How many lines in the records below contain the word "attached"? Reply with the number only.
## start Material for the task
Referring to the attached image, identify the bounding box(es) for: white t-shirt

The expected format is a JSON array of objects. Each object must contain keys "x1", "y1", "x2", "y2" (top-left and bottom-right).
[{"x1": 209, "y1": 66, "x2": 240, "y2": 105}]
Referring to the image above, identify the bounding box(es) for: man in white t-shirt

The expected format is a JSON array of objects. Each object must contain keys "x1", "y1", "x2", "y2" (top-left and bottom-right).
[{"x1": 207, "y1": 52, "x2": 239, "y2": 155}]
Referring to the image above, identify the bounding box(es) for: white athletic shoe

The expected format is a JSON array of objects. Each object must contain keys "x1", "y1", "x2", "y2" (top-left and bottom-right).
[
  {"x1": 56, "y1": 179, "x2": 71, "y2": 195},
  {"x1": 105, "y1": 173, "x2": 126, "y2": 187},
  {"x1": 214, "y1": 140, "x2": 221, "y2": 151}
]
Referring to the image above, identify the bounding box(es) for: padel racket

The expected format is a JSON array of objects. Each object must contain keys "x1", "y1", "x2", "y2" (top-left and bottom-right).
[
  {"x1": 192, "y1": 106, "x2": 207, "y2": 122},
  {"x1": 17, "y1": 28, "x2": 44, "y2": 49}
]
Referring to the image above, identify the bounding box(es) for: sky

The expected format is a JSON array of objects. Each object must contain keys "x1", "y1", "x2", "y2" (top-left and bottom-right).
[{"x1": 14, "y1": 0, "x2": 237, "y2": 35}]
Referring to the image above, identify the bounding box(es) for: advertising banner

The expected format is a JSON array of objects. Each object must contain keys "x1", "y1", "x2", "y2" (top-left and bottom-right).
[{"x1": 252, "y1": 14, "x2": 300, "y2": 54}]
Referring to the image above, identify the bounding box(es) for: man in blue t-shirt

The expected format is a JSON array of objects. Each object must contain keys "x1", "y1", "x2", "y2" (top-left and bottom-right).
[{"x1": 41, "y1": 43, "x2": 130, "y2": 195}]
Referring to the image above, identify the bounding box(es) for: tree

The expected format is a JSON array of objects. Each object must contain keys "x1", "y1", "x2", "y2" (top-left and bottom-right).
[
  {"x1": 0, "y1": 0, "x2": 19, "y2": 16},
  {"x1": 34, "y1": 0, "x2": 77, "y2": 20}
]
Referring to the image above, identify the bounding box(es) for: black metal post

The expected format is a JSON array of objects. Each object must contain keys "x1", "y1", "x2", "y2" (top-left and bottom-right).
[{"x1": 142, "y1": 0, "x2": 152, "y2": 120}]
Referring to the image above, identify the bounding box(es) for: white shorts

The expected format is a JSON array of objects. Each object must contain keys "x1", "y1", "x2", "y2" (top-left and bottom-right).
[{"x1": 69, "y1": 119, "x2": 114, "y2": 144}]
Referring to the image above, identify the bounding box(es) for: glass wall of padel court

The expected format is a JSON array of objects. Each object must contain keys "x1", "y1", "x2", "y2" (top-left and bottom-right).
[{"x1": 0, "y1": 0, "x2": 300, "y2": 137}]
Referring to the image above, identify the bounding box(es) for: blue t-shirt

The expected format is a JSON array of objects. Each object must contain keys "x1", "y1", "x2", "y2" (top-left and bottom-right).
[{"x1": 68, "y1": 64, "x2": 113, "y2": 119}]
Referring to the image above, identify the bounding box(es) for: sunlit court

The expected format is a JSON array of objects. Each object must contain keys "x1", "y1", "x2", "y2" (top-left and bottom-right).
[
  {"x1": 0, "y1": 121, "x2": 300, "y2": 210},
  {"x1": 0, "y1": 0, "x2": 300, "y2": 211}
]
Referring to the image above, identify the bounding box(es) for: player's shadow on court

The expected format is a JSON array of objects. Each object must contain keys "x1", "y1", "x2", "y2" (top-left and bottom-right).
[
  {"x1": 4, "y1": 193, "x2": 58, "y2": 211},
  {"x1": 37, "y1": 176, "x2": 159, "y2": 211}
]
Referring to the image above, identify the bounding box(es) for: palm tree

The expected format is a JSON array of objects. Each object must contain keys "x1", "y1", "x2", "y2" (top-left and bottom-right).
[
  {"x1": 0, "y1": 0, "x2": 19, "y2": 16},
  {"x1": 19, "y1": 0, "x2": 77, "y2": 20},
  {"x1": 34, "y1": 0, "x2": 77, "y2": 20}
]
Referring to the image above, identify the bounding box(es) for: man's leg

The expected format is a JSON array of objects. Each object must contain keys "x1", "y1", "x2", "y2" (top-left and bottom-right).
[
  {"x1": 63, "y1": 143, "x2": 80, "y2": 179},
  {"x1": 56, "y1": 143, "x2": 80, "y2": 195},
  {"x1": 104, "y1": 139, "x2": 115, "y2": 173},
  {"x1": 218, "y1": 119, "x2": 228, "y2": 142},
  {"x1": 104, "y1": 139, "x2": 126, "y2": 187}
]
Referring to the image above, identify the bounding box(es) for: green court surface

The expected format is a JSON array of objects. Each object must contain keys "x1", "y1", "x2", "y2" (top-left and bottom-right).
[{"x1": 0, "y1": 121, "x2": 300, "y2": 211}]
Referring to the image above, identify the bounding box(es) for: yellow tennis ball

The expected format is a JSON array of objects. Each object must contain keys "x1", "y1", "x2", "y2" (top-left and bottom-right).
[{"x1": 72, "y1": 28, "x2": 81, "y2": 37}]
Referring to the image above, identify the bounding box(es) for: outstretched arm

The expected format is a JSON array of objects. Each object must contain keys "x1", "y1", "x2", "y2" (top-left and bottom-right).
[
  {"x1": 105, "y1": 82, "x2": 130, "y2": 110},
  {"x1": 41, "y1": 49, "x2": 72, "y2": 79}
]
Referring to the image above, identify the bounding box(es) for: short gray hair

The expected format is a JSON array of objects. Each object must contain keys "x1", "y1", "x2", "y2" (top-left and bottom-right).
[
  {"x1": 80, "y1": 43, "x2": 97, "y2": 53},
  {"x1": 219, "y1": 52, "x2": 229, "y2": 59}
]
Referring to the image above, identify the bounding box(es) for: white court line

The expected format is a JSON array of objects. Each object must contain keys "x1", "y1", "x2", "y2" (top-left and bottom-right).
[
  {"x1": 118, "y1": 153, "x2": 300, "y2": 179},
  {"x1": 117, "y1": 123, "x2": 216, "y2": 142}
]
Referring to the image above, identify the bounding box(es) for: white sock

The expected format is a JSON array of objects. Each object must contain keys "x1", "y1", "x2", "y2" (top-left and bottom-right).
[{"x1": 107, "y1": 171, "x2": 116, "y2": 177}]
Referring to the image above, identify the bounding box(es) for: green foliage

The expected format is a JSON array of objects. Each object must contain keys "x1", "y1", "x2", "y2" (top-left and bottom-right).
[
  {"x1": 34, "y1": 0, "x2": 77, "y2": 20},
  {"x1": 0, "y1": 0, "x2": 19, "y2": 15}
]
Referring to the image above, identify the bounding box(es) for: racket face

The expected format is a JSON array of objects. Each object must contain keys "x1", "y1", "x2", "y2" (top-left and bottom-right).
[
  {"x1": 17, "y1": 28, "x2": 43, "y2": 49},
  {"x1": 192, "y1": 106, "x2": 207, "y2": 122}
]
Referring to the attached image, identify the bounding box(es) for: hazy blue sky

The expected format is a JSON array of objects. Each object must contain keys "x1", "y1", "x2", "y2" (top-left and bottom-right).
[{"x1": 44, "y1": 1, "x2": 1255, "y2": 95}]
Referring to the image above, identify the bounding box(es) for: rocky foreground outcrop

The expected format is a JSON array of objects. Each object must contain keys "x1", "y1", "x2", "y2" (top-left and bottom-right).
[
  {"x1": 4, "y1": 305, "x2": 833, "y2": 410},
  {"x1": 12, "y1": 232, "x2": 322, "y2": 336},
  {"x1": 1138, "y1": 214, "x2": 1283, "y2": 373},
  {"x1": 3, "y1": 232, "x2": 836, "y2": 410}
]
## end Material for the task
● **Response to the exercise**
2